This all took a quantum leap with the dawn of movies and TV. Before, we imitated parents, teachers, etc. Our “role models”! Now role models are professional role-players. A much richer palette of options.
This explains why so many of us imagine ourselves starring in a TV show. You sometimes spot folks playing to an imaginary camera, or spewing canned snatches of prefab scripted dialog. Memes and catch-phrases. Being that guy/gal. Hey, it's me doin' it!
The worst thing for people starring in movies is when someone ignores - or flips - the script. They need others to flatter their performance - to play along - but if you're grounded in the here-and-now, that makes you the ultimate buzzkill.
This accounts for still more of the malevolent weirdness. You didn't mean to spoil their performance. You merely failed to buy it! But they easily sense your disinterest in playing along. Your non-artificiality. And it's the worst thing. As I once explained, truth is like turning up the house lights.
So let's talk about "crazy" for a second. Many people have deemed me - even to my face - as "crazy". Or "eccentric". Or lots of similar descriptors. Even though I'm patently quite sane. It took fifty years to feel secure about that, amid the gas-lighting. For all my faults, I'm pretty sure I'm lucid. At least that.

- _Tasks_:
1. In the role-playing passage, what is truth said to be like?
2. Reproduce the role-playing passage word for word between "The worst thing for" and "At least that.", inclusive.
Rely only on the role-playing passage.

- _Dataset content_:
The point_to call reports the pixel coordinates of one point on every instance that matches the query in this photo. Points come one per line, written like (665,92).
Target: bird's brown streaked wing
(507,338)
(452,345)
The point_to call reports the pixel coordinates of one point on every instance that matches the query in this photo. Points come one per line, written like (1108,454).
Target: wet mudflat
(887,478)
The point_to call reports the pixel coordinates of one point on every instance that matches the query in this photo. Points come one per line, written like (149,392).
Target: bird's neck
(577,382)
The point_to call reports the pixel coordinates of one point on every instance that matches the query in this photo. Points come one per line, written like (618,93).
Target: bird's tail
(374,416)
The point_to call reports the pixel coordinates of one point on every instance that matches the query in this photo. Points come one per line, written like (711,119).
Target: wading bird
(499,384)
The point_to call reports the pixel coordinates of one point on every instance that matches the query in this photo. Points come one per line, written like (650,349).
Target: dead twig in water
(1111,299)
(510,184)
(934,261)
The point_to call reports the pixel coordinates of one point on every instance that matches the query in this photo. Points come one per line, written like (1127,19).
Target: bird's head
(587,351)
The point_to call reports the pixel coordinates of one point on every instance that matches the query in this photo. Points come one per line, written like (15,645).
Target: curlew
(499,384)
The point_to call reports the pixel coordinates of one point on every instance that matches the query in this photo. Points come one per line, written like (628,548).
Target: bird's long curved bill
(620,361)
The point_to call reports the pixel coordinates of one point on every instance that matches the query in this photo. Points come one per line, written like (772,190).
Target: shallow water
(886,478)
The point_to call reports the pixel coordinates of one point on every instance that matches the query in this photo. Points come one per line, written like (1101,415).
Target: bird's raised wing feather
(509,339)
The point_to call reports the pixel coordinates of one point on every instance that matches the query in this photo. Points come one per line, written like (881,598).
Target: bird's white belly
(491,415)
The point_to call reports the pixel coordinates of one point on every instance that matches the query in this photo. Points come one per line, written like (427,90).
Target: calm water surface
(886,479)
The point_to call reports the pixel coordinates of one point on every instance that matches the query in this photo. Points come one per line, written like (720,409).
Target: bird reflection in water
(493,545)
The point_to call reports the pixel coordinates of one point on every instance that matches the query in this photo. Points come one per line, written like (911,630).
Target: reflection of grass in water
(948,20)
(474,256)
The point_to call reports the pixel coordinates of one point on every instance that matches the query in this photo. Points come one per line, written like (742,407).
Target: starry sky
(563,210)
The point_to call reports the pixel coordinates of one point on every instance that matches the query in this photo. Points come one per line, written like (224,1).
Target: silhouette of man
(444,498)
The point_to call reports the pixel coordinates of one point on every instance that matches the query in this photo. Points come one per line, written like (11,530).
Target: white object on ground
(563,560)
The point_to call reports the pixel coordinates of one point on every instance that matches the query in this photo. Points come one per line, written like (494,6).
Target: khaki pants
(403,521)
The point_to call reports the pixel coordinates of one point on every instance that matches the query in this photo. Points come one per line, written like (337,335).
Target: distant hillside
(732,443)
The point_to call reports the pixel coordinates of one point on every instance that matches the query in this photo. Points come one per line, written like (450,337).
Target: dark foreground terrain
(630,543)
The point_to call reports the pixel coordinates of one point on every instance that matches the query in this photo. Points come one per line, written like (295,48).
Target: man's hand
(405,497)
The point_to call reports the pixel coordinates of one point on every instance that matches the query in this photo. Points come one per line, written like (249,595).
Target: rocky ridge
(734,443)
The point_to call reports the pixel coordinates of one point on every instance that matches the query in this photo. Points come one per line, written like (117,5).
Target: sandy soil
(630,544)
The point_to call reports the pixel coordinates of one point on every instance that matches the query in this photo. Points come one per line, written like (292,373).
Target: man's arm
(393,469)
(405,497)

- _Exercise solutions_:
1. Truth is like turning up the house lights.

2.
The worst thing for people starring in movies is when someone ignores - or flips - the script. They need others to flatter their performance - to play along - but if you're grounded in the here-and-now, that makes you the ultimate buzzkill.
This accounts for still more of the malevolent weirdness. You didn't mean to spoil their performance. You merely failed to buy it! But they easily sense your disinterest in playing along. Your non-artificiality. And it's the worst thing. As I once explained, truth is like turning up the house lights.
So let's talk about "crazy" for a second. Many people have deemed me - even to my face - as "crazy". Or "eccentric". Or lots of similar descriptors. Even though I'm patently quite sane. It took fifty years to feel secure about that, amid the gas-lighting. For all my faults, I'm pretty sure I'm lucid. At least that.